▶ **Exercise details**:
Swap every occurrence of "a pin for each instance" in the material below for "one point per instance", and leave everything else unchanged.

▶ **Recorded information**:
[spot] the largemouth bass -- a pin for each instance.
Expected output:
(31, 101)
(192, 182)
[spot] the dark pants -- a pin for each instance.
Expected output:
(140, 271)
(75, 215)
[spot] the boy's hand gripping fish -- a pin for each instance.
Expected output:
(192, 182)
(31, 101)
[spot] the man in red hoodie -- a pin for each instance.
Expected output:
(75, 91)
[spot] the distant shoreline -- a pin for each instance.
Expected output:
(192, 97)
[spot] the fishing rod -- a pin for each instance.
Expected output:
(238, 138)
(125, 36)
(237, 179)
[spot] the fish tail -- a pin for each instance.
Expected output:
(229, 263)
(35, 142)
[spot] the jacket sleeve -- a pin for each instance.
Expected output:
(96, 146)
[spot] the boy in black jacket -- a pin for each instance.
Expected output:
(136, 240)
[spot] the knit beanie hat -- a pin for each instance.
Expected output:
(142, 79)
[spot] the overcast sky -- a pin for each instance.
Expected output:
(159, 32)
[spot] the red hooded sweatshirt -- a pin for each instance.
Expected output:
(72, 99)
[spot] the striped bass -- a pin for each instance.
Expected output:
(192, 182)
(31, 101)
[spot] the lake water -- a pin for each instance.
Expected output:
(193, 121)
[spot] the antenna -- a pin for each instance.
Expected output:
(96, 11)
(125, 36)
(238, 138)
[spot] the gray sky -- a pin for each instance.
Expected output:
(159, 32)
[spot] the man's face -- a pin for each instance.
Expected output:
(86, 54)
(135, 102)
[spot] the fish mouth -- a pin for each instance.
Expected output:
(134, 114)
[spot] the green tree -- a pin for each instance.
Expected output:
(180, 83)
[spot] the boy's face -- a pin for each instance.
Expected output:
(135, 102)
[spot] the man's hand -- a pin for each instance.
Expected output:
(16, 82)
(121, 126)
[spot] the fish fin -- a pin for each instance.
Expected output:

▶ **Task output**:
[spot] the largemouth bass -- one point per instance.
Expected output:
(31, 101)
(192, 182)
[spot] the dark pants -- one point per instance.
Expected output:
(140, 271)
(75, 215)
[spot] the boy's hand gripping fish -- one point per instance.
Expected output:
(192, 182)
(31, 101)
[spot] the man in red hoodie -- one point per instance.
Expected output:
(75, 91)
[spot] the distant shoreline -- one point per instance.
Expected output:
(192, 97)
[spot] the fishing rod -- one point per instance.
Expected output:
(238, 138)
(125, 36)
(237, 179)
[spot] the fish tail -- one point per instance.
Expected output:
(229, 263)
(35, 142)
[spot] the jacket sleeve -- one point per instance.
Expected output:
(96, 146)
[spot] the boy in black jacket -- one point per instance.
Expected output:
(136, 240)
[spot] the knit beanie hat -- one point per instance.
Expected output:
(142, 79)
[spot] the overcast sky -- one point per instance.
Expected output:
(159, 32)
[spot] the red hooded sweatshirt -- one point per instance.
Expected output:
(72, 99)
[spot] the striped bass -- one point per instance.
Expected output:
(192, 182)
(31, 101)
[spot] the lake water -- one point per instance.
Expected output:
(193, 121)
[spot] the antenna -- one point per instance.
Expected output:
(96, 11)
(125, 36)
(238, 138)
[spot] the gray sky -- one point per instance.
Expected output:
(159, 32)
[spot] the man's face -- one point per instance.
Expected output:
(86, 54)
(135, 102)
[spot] the fish mouth -- one point per instance.
Expected output:
(134, 114)
[spot] the green tree -- one point per instance.
Expected output:
(180, 83)
[spot] the boy's face -- one point per instance.
Expected output:
(135, 102)
[spot] the man's hand -- one point per instance.
Expected output:
(16, 82)
(121, 126)
[spot] the fish fin -- one point per instance.
Expected output:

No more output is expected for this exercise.